-- PAGE TEXT --

╔══

On January 22nd I received the following set of guidelines from Baker
& Taylor/YBP concerning the presentation of our titles to our B&T/YBP
buyers. This is information they are now expecting publishers to
provide. I'm not quite sure what they thought our motivation would be
to provide this information, but they have asked. Note the very first
criterion:

"Content/Format that significantly affect sales through YBP"

During YBP’s Profiling process, our bibliographers assign “tags” to a
book’s record describing its content. Many libraries limit their
acquisitions of these kinds of material, so providing this information
in (or with) a book’s announcement is essential to accurate ordering.

Revised Dissetration: Master’s thesis or doctoral dissertation which
has undergone some revision prior to publication.. If it is not stated
somewhere in the book (usually the Preface, Introduction, or
Acknowledgements) that this began as the author’s dissertation, then
we do not assign this tag and therefore it is not necessary to inform
us of this information.

Unrevised Dissertation: Master’s thesis or doctoral dissertation with
no revisions. If it is not stated somewhere in the book that this is
the author’s actual dissertation, then this tag is not assigned.

Conference Monograph: A book based on a conference, symposium,
work-shop, etc., where papers have been edited and new, related
material added. If the conference was held 2 or more years prior to
publication of the book, a “+2” tag is added, which can limit sales
even further.

╚══

-- EXCERPTED DATA --
╔══

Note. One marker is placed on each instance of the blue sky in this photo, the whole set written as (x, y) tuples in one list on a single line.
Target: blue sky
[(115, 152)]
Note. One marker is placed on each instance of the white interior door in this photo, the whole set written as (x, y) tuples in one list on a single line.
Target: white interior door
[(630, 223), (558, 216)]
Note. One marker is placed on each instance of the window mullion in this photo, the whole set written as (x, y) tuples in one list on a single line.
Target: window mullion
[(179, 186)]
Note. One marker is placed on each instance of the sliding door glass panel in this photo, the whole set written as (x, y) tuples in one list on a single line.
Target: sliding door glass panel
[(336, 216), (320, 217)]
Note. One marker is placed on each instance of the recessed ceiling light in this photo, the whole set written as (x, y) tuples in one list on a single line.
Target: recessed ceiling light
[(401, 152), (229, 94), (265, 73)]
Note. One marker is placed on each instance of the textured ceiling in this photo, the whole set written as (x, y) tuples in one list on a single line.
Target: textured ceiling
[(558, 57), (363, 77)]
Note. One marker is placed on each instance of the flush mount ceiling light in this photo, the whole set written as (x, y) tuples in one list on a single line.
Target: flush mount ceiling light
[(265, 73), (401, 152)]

╚══

-- STATED EXERCISE A --
Give again the passage on YBP's publisher guidelines from "Revised Dissetration: Master’s" up to and including "of this information.".
-- STATED EXERCISE B --
Answer these questions using the passage on YBP's publisher guidelines:
(i) On what date did the writer receive the guidelines?
(ii) What tag is added when a conference was held two or more years before the book's publication?
(iii) In which parts of a book is it usually stated that the book began as the author's dissertation?

-- RESULT A --
Revised Dissetration: Master’s thesis or doctoral dissertation which
has undergone some revision prior to publication.. If it is not stated
somewhere in the book (usually the Preface, Introduction, or
Acknowledgements) that this began as the author’s dissertation, then
we do not assign this tag and therefore it is not necessary to inform
us of this information.

-- RESULT B --
(i) January 22nd
(ii) A "+2" tag
(iii) The Preface, Introduction, or Acknowledgements